• [Stated exercise]:
Rewrite the lines below as a numbered list, omitting any blank lines.

• [Material provided]:
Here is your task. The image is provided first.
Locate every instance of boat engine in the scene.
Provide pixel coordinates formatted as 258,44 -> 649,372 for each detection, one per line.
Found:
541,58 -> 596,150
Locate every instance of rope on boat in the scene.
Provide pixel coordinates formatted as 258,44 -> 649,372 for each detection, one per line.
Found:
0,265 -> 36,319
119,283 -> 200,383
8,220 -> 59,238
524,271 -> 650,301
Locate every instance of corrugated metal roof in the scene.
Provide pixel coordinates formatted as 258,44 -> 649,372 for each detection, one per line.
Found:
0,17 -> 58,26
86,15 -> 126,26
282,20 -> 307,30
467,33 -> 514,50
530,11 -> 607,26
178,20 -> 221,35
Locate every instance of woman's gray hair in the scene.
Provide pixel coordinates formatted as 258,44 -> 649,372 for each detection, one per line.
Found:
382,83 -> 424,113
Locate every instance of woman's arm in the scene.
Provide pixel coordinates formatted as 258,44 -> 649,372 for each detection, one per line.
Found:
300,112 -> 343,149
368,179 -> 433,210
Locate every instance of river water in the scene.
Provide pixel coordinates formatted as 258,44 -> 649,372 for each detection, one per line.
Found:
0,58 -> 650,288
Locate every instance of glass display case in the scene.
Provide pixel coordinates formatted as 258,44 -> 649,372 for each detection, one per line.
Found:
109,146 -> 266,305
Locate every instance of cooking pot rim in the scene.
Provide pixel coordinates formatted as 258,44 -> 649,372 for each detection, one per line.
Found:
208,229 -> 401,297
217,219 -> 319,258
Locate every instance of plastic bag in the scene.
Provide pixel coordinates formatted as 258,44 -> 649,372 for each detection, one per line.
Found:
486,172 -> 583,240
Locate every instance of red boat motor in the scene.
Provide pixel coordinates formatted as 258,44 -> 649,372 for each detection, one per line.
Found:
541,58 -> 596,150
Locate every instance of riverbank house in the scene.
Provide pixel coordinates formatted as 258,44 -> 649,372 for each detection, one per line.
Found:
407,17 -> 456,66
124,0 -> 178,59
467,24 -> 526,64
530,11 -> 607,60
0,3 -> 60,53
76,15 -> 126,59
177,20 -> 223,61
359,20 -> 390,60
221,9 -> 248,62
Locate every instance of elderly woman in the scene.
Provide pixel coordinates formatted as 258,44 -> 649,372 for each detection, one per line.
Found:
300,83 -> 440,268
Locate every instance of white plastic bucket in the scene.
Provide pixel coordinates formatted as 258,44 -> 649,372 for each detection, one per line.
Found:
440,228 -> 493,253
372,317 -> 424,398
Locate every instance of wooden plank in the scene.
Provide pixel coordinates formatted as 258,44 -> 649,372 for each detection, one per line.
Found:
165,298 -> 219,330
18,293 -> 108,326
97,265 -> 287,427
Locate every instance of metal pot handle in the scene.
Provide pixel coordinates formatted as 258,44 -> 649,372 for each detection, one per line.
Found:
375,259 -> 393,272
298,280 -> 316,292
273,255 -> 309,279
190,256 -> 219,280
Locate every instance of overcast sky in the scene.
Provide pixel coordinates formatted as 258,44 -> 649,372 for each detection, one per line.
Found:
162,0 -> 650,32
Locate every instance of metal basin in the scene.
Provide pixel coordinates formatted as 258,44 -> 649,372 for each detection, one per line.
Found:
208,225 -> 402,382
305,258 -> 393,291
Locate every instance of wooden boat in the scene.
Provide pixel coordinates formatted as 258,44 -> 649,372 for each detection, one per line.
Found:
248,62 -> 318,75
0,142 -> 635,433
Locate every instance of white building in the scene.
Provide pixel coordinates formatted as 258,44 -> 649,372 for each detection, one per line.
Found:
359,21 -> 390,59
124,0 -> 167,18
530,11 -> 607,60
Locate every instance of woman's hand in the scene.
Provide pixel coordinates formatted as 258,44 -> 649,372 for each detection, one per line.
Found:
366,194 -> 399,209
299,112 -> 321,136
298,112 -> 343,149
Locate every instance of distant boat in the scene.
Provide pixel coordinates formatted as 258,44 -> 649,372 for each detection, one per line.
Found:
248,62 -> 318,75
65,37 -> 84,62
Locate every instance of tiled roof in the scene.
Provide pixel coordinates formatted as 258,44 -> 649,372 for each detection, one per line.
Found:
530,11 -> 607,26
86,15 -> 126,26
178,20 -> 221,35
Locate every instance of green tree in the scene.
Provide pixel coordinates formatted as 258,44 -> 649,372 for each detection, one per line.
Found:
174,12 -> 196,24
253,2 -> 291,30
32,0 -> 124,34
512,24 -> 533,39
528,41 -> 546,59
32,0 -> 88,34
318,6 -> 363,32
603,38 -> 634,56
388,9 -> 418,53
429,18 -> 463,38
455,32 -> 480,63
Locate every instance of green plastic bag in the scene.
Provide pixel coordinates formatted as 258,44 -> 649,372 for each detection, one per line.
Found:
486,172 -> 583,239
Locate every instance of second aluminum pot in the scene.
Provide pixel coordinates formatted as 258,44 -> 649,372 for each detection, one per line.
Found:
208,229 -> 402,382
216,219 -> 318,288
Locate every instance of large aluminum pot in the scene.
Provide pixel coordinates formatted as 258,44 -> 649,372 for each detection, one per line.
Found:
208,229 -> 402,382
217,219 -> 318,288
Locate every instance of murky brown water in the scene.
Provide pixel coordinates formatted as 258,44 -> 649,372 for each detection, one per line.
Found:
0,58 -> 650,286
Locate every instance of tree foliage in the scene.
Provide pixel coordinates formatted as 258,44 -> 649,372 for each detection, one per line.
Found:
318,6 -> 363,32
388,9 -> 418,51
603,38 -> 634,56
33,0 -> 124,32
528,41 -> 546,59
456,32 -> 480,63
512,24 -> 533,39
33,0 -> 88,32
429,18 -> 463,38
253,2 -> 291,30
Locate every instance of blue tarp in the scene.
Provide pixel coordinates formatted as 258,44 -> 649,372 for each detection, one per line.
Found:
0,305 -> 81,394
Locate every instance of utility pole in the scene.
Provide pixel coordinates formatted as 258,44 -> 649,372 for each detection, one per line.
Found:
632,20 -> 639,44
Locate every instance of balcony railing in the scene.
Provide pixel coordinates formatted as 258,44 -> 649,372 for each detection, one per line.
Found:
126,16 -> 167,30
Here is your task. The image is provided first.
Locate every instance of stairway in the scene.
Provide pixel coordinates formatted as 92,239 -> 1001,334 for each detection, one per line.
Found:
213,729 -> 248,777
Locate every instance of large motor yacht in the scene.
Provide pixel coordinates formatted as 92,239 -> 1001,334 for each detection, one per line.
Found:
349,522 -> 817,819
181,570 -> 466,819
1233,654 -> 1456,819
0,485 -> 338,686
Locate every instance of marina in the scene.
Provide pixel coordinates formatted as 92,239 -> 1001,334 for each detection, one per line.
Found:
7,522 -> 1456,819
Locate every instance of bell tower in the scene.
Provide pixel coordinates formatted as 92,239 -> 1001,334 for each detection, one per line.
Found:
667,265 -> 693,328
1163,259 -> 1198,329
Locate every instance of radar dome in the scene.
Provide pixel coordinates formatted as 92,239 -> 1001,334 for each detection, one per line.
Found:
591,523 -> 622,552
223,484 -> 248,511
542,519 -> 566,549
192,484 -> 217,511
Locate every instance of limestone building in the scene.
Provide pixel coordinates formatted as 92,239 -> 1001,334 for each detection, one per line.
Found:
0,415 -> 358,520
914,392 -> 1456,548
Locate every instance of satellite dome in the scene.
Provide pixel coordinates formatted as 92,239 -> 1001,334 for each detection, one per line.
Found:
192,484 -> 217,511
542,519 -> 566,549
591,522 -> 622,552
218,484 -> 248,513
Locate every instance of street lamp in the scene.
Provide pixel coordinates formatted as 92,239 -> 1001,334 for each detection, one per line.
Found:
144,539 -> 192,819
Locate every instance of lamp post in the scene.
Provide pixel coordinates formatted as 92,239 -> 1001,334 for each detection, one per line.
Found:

• [Full output]:
1. Here is your task. The image is provided first.
2. Locate every instance of boat engine in the scene.
3. Provide pixel coordinates formatted as 258,44 -> 649,372 for each detection, one per line.
4. Found:
5. 541,58 -> 596,150
6. Locate every instance of rope on boat in the scene.
7. Provide pixel coordinates formatted as 258,44 -> 649,372 for each detection, one per line.
8. Found:
9. 0,265 -> 36,319
10. 119,283 -> 200,383
11. 8,220 -> 59,238
12. 524,271 -> 650,301
13. Locate every instance of corrugated metal roof in the scene.
14. Provide pixel coordinates formatted as 258,44 -> 649,372 for each detection, one per line.
15. Found:
16. 0,17 -> 58,26
17. 86,15 -> 126,26
18. 282,20 -> 307,30
19. 467,33 -> 514,50
20. 530,11 -> 607,26
21. 178,20 -> 221,35
22. Locate every instance of woman's gray hair in the scene.
23. Provide pixel coordinates formatted as 258,44 -> 649,372 for each detection, one per line.
24. Found:
25. 382,83 -> 424,113
26. Locate every instance of woman's arm in the scene.
27. Provide pixel coordinates formatted as 258,44 -> 649,372 for each detection, one per line.
28. Found:
29. 300,112 -> 343,149
30. 368,179 -> 433,210
31. Locate every instance of river water in the scene.
32. Provide pixel coordinates formatted as 258,44 -> 649,372 for each detection, one per line.
33. Found:
34. 0,58 -> 650,288
35. Locate every instance of glass display case in the scene.
36. Provide pixel coordinates formatted as 258,44 -> 649,372 for each detection, one per line.
37. Found:
38. 109,146 -> 266,305
39. Locate every instance of cooking pot rim in the scene.
40. Provide pixel coordinates formatted as 258,44 -> 649,372 for each detection, one per line.
41. Found:
42. 208,229 -> 401,297
43. 217,219 -> 319,258
44. Locate every instance of plastic bag in the scene.
45. Provide pixel coordinates formatted as 258,44 -> 649,372 for each detection, one per line.
46. Found:
47. 486,172 -> 583,240
48. Locate every instance of red boat motor in the scene.
49. Provide pixel coordinates formatted as 258,44 -> 649,372 for each detection, one per line.
50. Found:
51. 541,58 -> 596,150
52. Locate every instance of riverbank house in the scene.
53. Provide pixel coordinates formatted as 258,44 -> 649,372 for each detection, one per line.
54. Found:
55. 407,17 -> 456,66
56. 124,0 -> 178,59
57. 467,24 -> 526,64
58. 530,11 -> 607,60
59. 0,3 -> 60,53
60. 76,15 -> 126,59
61. 177,20 -> 223,61
62. 359,20 -> 390,60
63. 221,9 -> 248,62
64. Locate every instance of elderly woman in the scene.
65. Provide pixel coordinates formatted as 258,44 -> 649,372 for each detection, one per line.
66. Found:
67. 300,83 -> 440,268
68. Locate every instance of white plastic bucket in the scene.
69. Provide pixel coordinates formatted as 258,44 -> 649,372 for each detection, one per line.
70. Found:
71. 440,228 -> 493,253
72. 372,317 -> 424,398
73. Locate every instance of wooden plank in the scene.
74. Provide pixel coordinates formatted as 258,44 -> 649,372 for each detection, one per line.
75. Found:
76. 165,298 -> 219,330
77. 18,293 -> 108,326
78. 97,265 -> 287,427
79. Locate every instance of metal pot handle in the scene.
80. Provide pixel coordinates formatted as 258,44 -> 649,372 for each detection, one per line.
81. Found:
82. 375,259 -> 393,272
83. 298,280 -> 316,292
84. 273,255 -> 309,279
85. 190,256 -> 219,280
86. Locate every instance of overcast sky in the scene.
87. Provide pixel coordinates formatted as 258,44 -> 649,372 for each detection, one per line.
88. Found:
89. 162,0 -> 650,32
90. Locate every instance of metal basin in the scene.
91. Provide pixel coordinates formatted as 258,44 -> 649,372 for each detection, one per line.
92. Found:
93. 208,225 -> 402,382
94. 305,258 -> 393,291
95. Locate every instance of wooden boat in the scene.
96. Provide pixel coordinates formatted as 258,44 -> 649,372 for each detection, one per line.
97. Found:
98. 248,62 -> 318,75
99. 0,142 -> 635,433
100. Locate every instance of white building in the scene.
101. Provide pixel coordinates formatted as 258,44 -> 649,372 for each detection, one per line.
102. Found:
103. 359,21 -> 390,59
104. 124,0 -> 167,18
105. 530,11 -> 607,60
106. Locate every instance of woman's hand in the scene.
107. Provide pixel coordinates formatted as 258,44 -> 649,372 for each detection, one per line.
108. Found:
109. 366,194 -> 399,209
110. 299,112 -> 321,136
111. 298,112 -> 343,149
112. Locate every instance of distant boat in the scene.
113. Provide pixel coordinates formatted as 258,44 -> 649,372 for each detection, one per line.
114. Found:
115. 248,62 -> 318,75
116. 65,37 -> 84,62
117. Locate every instance of tiled roof in the scene.
118. Provide pixel coordinates formatted as 258,44 -> 649,372 for each detection, one per line.
119. Found:
120. 530,11 -> 607,26
121. 86,15 -> 126,26
122. 178,20 -> 221,35
123. Locate every instance of green tree in the scene.
124. Provide pixel coordinates formatted as 258,44 -> 649,372 for each detection, one per line.
125. Found:
126. 174,12 -> 196,24
127. 253,2 -> 291,30
128. 32,0 -> 124,34
129. 512,24 -> 533,39
130. 528,41 -> 546,59
131. 32,0 -> 88,34
132. 318,6 -> 363,32
133. 603,38 -> 634,56
134. 388,9 -> 418,53
135. 429,18 -> 463,38
136. 455,32 -> 480,63
137. Locate every instance of green plastic bag in the scene.
138. Provide pixel coordinates formatted as 258,44 -> 649,372 for each detection, one per line.
139. Found:
140. 486,172 -> 583,239
141. Locate every instance of second aluminum pot in the scene.
142. Provide pixel coordinates formatted as 258,44 -> 649,372 for each detection, one per line.
143. Found:
144. 208,229 -> 402,382
145. 216,219 -> 318,288
146. Locate every instance of large aluminum pot in the scene.
147. Provide pixel coordinates formatted as 258,44 -> 649,372 for each detection, one per line.
148. Found:
149. 208,229 -> 402,382
150. 217,219 -> 318,288
151. Locate every instance of murky brown water in the scene.
152. Provide pixel coordinates formatted as 258,44 -> 649,372 for each detection, one per line.
153. Found:
154. 0,58 -> 650,286
155. Locate every instance of tree foliage in the scene.
156. Provide pixel coordinates formatted as 258,44 -> 649,372 for each detection, one per line.
157. Found:
158. 318,6 -> 363,32
159. 388,9 -> 418,51
160. 603,38 -> 634,56
161. 33,0 -> 124,32
162. 528,41 -> 546,59
163. 456,32 -> 480,63
164. 512,24 -> 533,39
165. 33,0 -> 88,32
166. 429,18 -> 463,38
167. 253,2 -> 291,30
168. Locate every instance of blue tarp in the scene.
169. Provide pixel coordinates formatted as 258,44 -> 649,372 for each detection, one per line.
170. Found:
171. 0,305 -> 81,394
172. Locate every instance of utility pole in the scene.
173. Provide pixel coordinates formatted as 258,44 -> 649,372 for each detection, one per line.
174. Found:
175. 632,20 -> 639,44
176. Locate every instance of balcony railing in the scene.
177. Provide pixel coordinates formatted as 258,44 -> 649,372 for each detection, one per line.
178. Found:
179. 126,16 -> 167,30
180. Here is your task. The image is provided first.
181. Locate every instance of stairway in the scene.
182. Provide pixel coordinates formatted as 92,239 -> 1001,334 for each detection, one per line.
183. Found:
184. 213,729 -> 248,777
185. Locate every instance of large motor yacht in the scene.
186. Provide pixel coordinates formatted as 92,239 -> 1001,334 for each detection, one per line.
187. Found:
188. 349,522 -> 817,819
189. 181,570 -> 466,819
190. 1233,654 -> 1456,819
191. 0,485 -> 338,686
192. Locate every instance of marina in the scene.
193. Provide pixel coordinates formatted as 92,239 -> 1001,334 for each detection, one per line.
194. Found:
195. 7,522 -> 1456,819
196. Locate every instance of bell tower in the scene.
197. Provide pixel coordinates formatted as 92,239 -> 1001,334 for each detection, one per line.
198. Found:
199. 667,265 -> 693,328
200. 1163,259 -> 1198,329
201. Locate every instance of radar dome in the scene.
202. Provide pixel coordinates formatted as 92,239 -> 1001,334 for each detection, one per line.
203. Found:
204. 591,523 -> 622,552
205. 223,484 -> 248,511
206. 542,519 -> 566,549
207. 192,484 -> 217,511
208. Locate every instance of limestone building in the scene.
209. Provide pixel coordinates formatted as 92,239 -> 1001,334 for each detection, one per line.
210. Found:
211. 0,415 -> 358,520
212. 914,392 -> 1456,548
213. Locate every instance of satellite dome in the scene.
214. Provide pixel coordinates formatted as 92,239 -> 1001,334 for each detection, one per line.
215. Found:
216. 192,484 -> 217,511
217. 542,519 -> 566,549
218. 591,522 -> 622,552
219. 218,484 -> 248,513
220. Locate every instance of street lamp in the scene.
221. Provide pixel coordinates formatted as 92,239 -> 1001,334 for each detection, one per line.
222. Found:
223. 144,539 -> 192,819
224. Locate every instance of lamp post in the scene.
225. Provide pixel coordinates formatted as 92,239 -> 1001,334 for each detection, one per line.
226. Found:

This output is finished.